* **EXERCISE TASK**
Return each line in the data below that contains the word "barrel", copied without any changes.

* **SUPPLIED ENTRIES**

▼▼▼

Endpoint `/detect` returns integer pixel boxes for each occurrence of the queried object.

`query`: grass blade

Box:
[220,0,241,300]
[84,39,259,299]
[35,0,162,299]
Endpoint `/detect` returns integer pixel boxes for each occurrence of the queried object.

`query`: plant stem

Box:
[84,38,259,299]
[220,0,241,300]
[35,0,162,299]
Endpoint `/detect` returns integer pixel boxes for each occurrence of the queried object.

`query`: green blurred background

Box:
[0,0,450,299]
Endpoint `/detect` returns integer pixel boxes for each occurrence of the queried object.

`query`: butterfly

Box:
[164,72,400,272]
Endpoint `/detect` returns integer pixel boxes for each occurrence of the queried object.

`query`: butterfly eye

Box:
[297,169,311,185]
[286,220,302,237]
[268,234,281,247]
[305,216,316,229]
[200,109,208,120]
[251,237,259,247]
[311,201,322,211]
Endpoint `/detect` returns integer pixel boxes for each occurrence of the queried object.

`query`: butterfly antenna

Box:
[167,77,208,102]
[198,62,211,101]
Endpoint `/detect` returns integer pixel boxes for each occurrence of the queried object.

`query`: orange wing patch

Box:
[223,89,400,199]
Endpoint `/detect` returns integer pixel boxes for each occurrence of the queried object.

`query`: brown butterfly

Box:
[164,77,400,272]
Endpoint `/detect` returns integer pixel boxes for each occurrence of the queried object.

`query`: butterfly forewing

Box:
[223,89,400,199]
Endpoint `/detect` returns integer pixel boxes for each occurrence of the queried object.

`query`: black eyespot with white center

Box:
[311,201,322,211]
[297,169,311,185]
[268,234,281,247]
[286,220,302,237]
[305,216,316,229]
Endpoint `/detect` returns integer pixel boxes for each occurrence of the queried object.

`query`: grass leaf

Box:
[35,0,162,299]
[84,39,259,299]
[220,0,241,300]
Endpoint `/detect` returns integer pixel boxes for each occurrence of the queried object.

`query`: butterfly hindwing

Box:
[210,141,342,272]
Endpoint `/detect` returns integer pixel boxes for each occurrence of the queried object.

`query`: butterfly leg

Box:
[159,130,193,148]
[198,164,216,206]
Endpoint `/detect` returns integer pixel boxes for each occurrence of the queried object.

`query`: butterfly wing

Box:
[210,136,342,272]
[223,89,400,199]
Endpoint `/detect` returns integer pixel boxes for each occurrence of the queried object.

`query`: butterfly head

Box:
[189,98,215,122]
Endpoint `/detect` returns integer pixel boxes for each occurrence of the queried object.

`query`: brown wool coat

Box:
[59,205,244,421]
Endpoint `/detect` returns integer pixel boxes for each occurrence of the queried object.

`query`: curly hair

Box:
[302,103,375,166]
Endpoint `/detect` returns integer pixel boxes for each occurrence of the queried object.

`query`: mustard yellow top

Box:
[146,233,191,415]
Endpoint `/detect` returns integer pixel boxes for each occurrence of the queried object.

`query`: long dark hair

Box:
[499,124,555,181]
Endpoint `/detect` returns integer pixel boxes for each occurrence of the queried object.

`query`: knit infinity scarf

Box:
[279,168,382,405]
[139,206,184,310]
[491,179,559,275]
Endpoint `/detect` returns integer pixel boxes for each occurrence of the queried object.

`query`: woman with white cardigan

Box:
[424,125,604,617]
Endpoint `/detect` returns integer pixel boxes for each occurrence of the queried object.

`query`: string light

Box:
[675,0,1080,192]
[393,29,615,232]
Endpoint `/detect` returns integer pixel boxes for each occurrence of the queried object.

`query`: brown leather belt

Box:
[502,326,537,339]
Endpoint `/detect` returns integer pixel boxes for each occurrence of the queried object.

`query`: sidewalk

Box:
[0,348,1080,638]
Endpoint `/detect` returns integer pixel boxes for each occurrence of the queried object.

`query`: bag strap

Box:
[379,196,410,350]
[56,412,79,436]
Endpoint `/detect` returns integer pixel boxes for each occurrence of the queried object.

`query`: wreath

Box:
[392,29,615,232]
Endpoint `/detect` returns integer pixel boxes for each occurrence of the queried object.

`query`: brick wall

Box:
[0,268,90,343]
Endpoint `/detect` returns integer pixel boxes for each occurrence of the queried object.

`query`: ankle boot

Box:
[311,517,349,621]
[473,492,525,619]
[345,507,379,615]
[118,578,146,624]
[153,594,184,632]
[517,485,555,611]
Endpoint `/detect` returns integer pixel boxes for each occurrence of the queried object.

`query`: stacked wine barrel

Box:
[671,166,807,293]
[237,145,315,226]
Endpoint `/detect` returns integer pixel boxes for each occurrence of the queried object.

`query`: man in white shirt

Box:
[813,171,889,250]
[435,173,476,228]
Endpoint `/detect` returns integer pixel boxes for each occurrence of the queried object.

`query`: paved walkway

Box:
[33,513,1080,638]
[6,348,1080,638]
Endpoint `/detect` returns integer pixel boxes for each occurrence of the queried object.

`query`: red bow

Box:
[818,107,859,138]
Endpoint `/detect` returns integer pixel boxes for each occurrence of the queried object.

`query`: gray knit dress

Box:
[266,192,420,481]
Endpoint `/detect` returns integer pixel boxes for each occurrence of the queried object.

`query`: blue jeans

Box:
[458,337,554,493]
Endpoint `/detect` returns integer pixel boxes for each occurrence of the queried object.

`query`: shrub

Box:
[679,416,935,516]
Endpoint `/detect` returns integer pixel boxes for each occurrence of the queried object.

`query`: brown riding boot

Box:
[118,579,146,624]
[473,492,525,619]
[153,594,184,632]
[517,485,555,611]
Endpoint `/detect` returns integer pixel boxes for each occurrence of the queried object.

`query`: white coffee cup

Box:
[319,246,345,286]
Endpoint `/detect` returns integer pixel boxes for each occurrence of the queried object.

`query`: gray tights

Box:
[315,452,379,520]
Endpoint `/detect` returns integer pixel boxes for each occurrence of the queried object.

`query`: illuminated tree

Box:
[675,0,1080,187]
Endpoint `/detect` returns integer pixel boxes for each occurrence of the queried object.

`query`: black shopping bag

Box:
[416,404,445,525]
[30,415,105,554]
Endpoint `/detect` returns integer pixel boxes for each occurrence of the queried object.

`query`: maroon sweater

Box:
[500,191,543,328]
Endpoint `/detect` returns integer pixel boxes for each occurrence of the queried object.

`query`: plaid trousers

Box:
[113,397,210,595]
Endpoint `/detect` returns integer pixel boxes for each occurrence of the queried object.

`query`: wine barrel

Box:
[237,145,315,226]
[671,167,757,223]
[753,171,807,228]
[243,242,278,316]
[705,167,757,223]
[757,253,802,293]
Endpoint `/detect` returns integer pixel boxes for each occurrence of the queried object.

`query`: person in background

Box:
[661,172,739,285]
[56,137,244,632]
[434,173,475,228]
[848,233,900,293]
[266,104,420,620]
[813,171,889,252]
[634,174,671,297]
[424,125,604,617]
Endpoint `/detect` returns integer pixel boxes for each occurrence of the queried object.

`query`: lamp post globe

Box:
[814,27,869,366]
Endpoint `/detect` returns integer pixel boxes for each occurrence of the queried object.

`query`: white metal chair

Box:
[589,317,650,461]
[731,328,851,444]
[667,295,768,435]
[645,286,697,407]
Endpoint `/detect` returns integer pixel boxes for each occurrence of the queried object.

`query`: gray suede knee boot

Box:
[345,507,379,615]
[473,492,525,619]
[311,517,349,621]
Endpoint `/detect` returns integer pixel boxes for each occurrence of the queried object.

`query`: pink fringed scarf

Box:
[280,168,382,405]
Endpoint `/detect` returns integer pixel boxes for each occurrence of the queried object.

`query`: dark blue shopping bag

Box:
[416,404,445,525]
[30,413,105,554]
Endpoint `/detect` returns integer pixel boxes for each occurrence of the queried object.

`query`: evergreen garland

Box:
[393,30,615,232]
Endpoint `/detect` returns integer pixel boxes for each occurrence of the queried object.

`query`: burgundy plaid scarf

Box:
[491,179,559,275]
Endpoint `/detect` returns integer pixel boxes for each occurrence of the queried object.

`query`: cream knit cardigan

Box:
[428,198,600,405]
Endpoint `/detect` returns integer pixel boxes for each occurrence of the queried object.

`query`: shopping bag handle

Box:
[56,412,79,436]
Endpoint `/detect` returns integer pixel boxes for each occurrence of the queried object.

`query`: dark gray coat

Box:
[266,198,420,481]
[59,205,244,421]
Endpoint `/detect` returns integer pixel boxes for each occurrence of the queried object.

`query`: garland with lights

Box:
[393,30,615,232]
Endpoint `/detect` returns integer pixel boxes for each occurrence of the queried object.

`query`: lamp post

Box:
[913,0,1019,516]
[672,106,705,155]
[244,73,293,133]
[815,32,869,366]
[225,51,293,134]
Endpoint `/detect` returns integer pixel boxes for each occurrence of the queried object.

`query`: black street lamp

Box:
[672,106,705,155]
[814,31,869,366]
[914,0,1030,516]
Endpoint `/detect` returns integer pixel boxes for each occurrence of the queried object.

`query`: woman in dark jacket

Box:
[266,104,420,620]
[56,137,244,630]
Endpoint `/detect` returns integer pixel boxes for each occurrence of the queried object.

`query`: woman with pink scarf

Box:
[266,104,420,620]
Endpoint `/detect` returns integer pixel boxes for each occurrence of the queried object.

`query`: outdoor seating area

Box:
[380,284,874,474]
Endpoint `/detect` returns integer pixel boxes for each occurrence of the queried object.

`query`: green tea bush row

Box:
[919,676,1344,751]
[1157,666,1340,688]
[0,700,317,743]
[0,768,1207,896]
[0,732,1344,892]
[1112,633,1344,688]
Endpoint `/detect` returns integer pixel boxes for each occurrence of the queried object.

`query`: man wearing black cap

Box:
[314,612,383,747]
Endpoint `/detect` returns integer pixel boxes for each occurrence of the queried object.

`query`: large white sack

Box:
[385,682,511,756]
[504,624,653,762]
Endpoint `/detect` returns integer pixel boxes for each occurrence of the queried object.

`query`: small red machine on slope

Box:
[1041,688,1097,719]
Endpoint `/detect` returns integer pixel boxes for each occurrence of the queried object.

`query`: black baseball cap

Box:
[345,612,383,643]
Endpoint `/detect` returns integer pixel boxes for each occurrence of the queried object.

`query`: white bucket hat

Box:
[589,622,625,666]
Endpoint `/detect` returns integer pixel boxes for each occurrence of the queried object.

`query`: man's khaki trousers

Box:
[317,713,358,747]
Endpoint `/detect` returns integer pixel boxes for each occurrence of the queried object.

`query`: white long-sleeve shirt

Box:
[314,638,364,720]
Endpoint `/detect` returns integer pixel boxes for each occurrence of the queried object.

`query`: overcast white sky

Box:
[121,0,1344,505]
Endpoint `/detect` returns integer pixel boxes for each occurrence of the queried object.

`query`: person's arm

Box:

▲▲▲

* **ANSWER TO THIS PROBLEM**
`query`: stacked wine barrel
`query`: wine barrel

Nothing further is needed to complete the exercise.